EXERCISE OBJECTIVE
The response must consist of every record, restated word for word.

Region pointing data

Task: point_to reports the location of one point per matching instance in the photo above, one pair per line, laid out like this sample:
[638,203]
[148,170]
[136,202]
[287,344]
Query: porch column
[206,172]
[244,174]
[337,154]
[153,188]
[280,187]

OUTPUT
Task: point_to reports the location of one point per matching instance in the photo above, one pair per line, laid out like this sample:
[638,203]
[148,170]
[136,202]
[287,344]
Query: porch column
[206,172]
[244,174]
[337,154]
[153,188]
[280,187]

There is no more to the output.